[Data records]

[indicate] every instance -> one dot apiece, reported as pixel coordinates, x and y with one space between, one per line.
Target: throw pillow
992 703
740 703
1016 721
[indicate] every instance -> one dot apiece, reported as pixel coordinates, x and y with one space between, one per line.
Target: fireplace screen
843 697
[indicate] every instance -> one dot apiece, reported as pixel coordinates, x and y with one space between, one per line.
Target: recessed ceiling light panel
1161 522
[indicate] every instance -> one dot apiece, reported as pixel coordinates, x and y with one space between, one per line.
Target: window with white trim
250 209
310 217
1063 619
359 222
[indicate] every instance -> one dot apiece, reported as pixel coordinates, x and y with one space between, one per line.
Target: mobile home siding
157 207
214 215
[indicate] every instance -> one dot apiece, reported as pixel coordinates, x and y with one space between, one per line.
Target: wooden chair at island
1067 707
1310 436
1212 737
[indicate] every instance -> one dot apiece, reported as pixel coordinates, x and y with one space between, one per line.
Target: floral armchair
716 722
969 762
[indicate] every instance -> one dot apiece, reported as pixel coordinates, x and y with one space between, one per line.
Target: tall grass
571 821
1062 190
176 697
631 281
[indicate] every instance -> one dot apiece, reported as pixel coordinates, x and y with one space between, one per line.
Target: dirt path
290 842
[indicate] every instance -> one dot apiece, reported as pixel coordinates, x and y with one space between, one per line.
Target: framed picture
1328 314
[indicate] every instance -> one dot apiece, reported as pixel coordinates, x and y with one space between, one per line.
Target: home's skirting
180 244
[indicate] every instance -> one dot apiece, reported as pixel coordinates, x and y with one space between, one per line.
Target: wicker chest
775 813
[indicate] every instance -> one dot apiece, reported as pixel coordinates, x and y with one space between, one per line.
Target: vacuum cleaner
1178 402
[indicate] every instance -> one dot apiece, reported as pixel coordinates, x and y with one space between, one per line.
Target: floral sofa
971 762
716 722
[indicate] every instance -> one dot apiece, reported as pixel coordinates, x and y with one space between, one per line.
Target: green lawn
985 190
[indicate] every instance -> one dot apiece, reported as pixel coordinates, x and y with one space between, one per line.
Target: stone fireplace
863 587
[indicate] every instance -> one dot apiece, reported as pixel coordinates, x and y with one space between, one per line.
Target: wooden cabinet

• _Goal of the exercise_
Every line in the data above has to be retyped exactly.

• _Answer_
[indicate] every instance -> one dot apiece, reported as pixel coordinates, x and y with one space between, one per line.
Target: throw pillow
992 703
740 703
1016 721
[indicate] every instance -> one dot apiece, reported as pixel coordinates, x and y with one space between, one per line.
Target: fireplace screen
843 697
[indicate] every instance -> one dot apiece, reported as pixel coordinates, x and y with one space between, one per line.
Target: recessed ceiling light panel
1161 522
[indicate] every instance -> one dot apiece, reported as pixel coordinates, x and y with one space between, one per line.
Target: window with white trim
250 209
310 217
1063 619
359 222
[indicate] every instance -> one dot apiece, reported as pixel coordinates, x and y with one space between, one per line.
Target: mobile home siding
157 207
214 215
[indicate] every instance -> one dot apiece, reported as pixel coordinates, x and y with one space between, one per line.
Target: wooden chair at island
1067 707
1310 436
1212 737
[indicate] every instance -> one dot apiece, reported as pixel coordinates, x and y with one space between, one per line.
Target: floral armchair
716 722
969 762
[indicate] every instance -> one dot apiece, reported as pixel coordinates, x and y with one space between, one per line.
Target: tall grass
571 821
1062 190
176 697
631 281
[indicate] every instance -> one dot apiece, reported as pixel coordinates, x and y with one space between, one per line.
Target: dirt path
290 842
[indicate] every instance -> one dot apiece, reported as pixel coordinates, x and y with one space between, one per line.
Target: framed picture
1328 314
[indicate] every instance -> one dot apiece, reported as pixel coordinates, x and y with one space between, one per line.
Target: home's skirting
180 244
[indicate] every instance -> one dot apiece, reported as pixel coordinates, x and y with one space between, one per line.
Target: wicker chest
775 813
[indicate] every instance -> one dot apiece, reported as pixel coordinates, x and y with one space between, one per line.
Target: vacuum cleaner
1178 402
[indicate] every instance -> one dot apiece, reported as pixel coordinates, x and y with one space between, one per line.
Target: floral sofa
971 762
716 722
[indicate] every instance -> one dot apiece, reported as pixel coordinates, x and y with one space between, one per line.
Target: green lawn
985 190
[indicate] every instance -> one dot apiece, reported as pixel coordinates, x and y with one space between, one per line.
Target: stone fireplace
863 587
[indicate] every instance -> one dot apiece, reported as pixel coordinates, x and y with one space between, one per line.
Target: wooden cabinet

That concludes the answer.